■ **Document text**:
Due to its grid-search and method of retaining ensemble members BOSS is unpredictable in its time and memory resource usage, and is impractical for larger problems. cBOSS significantly speeds up BOSS while retaining accuracy by improving how the transform parameter space is evaluated and the ensemble is formed. The main change from BOSS to cBOSS is that it utilises a filtered random selection of parameters to find its ensemble members. cBOSS allows the user to control the build through a time contract, defined as the maximum amount of time spent constructing the classification model. Algorithm 2 describes the decision procedure for search and maintaining individual BOSS classifiers for cBOSS.

A new parameter k (default 250) for the number of parameter combinations samples is introduced (line 7), of which the top s with the highest accuracy are kept for the final ensemble (lines 13–19). The k parameter is replaceable with a time limit t through contracting. Each ensemble member is built on a subsample of the train data, (line 10) using random sampling without replacement of 70% of the whole training data. An exponential weighting scheme for the predictions of the base classifiers is introduced, to produce a tilted distribution (line 18).

■ **Listed entries**:
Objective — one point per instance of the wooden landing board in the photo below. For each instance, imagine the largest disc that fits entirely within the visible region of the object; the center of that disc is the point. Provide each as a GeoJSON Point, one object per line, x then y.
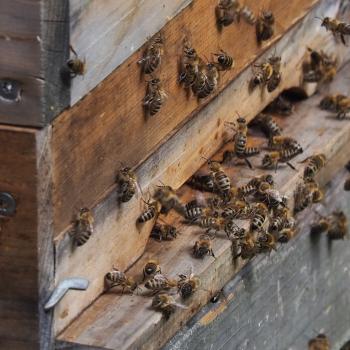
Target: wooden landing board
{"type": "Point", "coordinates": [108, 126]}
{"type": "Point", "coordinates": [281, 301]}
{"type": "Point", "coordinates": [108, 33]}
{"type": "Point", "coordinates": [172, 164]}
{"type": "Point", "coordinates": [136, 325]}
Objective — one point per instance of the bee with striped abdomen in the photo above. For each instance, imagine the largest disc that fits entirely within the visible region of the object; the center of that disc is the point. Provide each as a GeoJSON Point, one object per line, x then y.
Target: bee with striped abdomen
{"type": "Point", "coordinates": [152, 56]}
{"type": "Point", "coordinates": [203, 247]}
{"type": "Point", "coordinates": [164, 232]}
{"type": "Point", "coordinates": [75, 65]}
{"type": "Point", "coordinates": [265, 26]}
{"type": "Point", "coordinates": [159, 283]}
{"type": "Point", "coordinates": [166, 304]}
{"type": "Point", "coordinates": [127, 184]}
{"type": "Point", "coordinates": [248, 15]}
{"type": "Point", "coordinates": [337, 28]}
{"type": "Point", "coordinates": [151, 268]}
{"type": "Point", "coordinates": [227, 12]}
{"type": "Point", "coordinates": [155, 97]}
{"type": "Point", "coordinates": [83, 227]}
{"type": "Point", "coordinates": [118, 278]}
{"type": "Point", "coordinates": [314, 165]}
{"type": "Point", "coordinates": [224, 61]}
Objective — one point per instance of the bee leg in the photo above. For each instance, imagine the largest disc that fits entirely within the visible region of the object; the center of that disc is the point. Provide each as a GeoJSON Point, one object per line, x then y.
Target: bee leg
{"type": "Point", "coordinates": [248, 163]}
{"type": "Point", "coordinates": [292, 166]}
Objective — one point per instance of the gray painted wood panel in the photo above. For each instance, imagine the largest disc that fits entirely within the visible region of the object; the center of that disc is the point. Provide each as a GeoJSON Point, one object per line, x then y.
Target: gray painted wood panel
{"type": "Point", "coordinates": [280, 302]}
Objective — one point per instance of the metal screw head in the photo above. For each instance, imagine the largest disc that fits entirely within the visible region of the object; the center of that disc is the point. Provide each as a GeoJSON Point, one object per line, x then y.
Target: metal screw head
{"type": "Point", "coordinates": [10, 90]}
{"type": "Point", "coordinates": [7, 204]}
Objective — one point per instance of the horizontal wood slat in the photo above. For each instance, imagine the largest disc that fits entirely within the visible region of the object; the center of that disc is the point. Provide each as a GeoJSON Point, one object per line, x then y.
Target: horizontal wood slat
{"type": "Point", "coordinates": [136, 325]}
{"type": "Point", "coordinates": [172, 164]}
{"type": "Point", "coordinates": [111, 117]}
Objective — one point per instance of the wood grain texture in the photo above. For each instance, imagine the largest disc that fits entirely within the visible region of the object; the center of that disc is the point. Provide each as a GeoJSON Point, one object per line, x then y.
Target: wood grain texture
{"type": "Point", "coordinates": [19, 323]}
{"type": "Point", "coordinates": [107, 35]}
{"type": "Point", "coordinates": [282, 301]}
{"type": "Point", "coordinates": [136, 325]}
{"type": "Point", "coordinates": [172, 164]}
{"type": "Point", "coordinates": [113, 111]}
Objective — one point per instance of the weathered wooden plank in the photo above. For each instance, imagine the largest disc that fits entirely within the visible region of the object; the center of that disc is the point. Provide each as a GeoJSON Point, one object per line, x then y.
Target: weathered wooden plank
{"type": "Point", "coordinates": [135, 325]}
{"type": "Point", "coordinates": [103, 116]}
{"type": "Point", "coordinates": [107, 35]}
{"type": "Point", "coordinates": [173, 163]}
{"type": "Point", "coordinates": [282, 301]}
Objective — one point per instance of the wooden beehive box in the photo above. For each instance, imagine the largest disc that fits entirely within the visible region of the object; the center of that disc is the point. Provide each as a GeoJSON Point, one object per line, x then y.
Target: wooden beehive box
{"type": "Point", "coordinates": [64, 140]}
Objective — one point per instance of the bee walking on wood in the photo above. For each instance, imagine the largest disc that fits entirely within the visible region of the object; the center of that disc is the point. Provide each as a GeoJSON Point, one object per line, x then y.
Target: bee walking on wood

■ **Task description**:
Write out the passage on cBOSS from "A new parameter" up to and including "distribution (line 18).".

■ **Task output**:
A new parameter k (default 250) for the number of parameter combinations samples is introduced (line 7), of which the top s with the highest accuracy are kept for the final ensemble (lines 13–19). The k parameter is replaceable with a time limit t through contracting. Each ensemble member is built on a subsample of the train data, (line 10) using random sampling without replacement of 70% of the whole training data. An exponential weighting scheme for the predictions of the base classifiers is introduced, to produce a tilted distribution (line 18).